Given task:
Write the listing out again, all of it, word for word.

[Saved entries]
****************

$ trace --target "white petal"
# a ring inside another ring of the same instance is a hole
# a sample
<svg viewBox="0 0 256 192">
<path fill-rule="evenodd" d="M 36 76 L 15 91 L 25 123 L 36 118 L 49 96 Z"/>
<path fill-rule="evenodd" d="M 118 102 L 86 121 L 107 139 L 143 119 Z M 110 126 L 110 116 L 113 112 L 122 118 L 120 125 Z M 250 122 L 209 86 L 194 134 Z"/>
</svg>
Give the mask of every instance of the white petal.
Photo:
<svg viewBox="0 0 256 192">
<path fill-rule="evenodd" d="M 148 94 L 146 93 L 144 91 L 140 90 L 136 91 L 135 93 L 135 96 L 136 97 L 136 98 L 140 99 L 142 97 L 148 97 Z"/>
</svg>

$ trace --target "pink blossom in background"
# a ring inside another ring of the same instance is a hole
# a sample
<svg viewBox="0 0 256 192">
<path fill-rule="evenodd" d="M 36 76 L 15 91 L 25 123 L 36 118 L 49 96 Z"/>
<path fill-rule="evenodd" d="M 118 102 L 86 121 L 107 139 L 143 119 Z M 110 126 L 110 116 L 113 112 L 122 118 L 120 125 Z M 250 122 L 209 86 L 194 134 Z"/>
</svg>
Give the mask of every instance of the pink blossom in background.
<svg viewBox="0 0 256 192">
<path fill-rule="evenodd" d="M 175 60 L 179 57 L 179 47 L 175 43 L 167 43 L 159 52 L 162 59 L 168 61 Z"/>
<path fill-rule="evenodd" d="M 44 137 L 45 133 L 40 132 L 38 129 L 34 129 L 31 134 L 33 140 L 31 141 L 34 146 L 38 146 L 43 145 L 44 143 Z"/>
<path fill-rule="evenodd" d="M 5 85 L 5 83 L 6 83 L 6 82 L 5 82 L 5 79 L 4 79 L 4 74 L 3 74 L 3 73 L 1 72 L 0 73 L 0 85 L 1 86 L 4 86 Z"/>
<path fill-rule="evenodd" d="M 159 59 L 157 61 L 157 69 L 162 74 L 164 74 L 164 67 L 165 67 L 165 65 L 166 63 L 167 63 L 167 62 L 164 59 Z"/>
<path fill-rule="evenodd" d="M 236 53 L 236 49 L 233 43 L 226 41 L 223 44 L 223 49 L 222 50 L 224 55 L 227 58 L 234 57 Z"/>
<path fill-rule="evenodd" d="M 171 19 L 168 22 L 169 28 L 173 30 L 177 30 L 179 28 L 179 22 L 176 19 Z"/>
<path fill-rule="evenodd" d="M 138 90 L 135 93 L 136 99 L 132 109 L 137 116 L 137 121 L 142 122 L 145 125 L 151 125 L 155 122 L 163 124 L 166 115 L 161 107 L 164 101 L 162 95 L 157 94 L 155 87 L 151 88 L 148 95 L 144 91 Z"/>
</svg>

****************

Reply:
$ trace --target "white petal"
# a ring inside another ring of the same instance is a hole
# a sample
<svg viewBox="0 0 256 192">
<path fill-rule="evenodd" d="M 36 76 L 15 91 L 25 123 L 36 118 L 49 96 Z"/>
<path fill-rule="evenodd" d="M 118 102 L 86 121 L 107 139 L 143 119 Z M 110 126 L 110 116 L 113 112 L 122 118 L 120 125 Z M 250 122 L 209 86 L 194 134 Z"/>
</svg>
Give the mask of every instance of the white petal.
Photo:
<svg viewBox="0 0 256 192">
<path fill-rule="evenodd" d="M 148 94 L 146 93 L 144 91 L 140 90 L 136 91 L 135 93 L 135 96 L 136 97 L 136 98 L 140 99 L 142 97 L 148 97 Z"/>
</svg>

$ trace --target "pink blossom in background"
# a ring inside another ring of the same instance is a hole
# a sample
<svg viewBox="0 0 256 192">
<path fill-rule="evenodd" d="M 36 76 L 15 91 L 25 123 L 36 118 L 49 96 Z"/>
<path fill-rule="evenodd" d="M 118 102 L 86 121 L 107 139 L 143 119 Z M 110 126 L 110 116 L 113 112 L 122 118 L 120 125 Z M 250 122 L 209 86 L 194 134 Z"/>
</svg>
Give the mask of every instance of the pink blossom in background.
<svg viewBox="0 0 256 192">
<path fill-rule="evenodd" d="M 175 60 L 179 57 L 179 47 L 175 43 L 167 43 L 159 52 L 162 59 L 168 61 Z"/>
<path fill-rule="evenodd" d="M 44 137 L 45 133 L 40 132 L 38 129 L 34 129 L 31 134 L 33 140 L 31 141 L 34 146 L 38 146 L 43 145 L 44 143 Z"/>
<path fill-rule="evenodd" d="M 5 85 L 5 83 L 6 83 L 6 82 L 5 82 L 5 79 L 4 79 L 4 74 L 3 74 L 3 73 L 1 72 L 0 73 L 0 85 L 1 86 L 4 86 Z"/>
<path fill-rule="evenodd" d="M 159 59 L 157 61 L 157 69 L 162 74 L 164 74 L 164 67 L 165 67 L 165 65 L 166 63 L 167 63 L 167 62 L 164 59 Z"/>
<path fill-rule="evenodd" d="M 236 53 L 236 49 L 233 43 L 226 41 L 223 44 L 223 49 L 222 50 L 224 55 L 227 58 L 234 57 Z"/>
<path fill-rule="evenodd" d="M 171 19 L 168 22 L 169 28 L 173 30 L 177 30 L 179 28 L 179 22 L 176 19 Z"/>
<path fill-rule="evenodd" d="M 138 90 L 135 93 L 136 99 L 132 109 L 137 116 L 137 121 L 142 122 L 145 125 L 151 125 L 155 122 L 163 124 L 166 115 L 161 107 L 164 101 L 162 95 L 157 94 L 155 87 L 151 88 L 148 95 L 144 91 Z"/>
</svg>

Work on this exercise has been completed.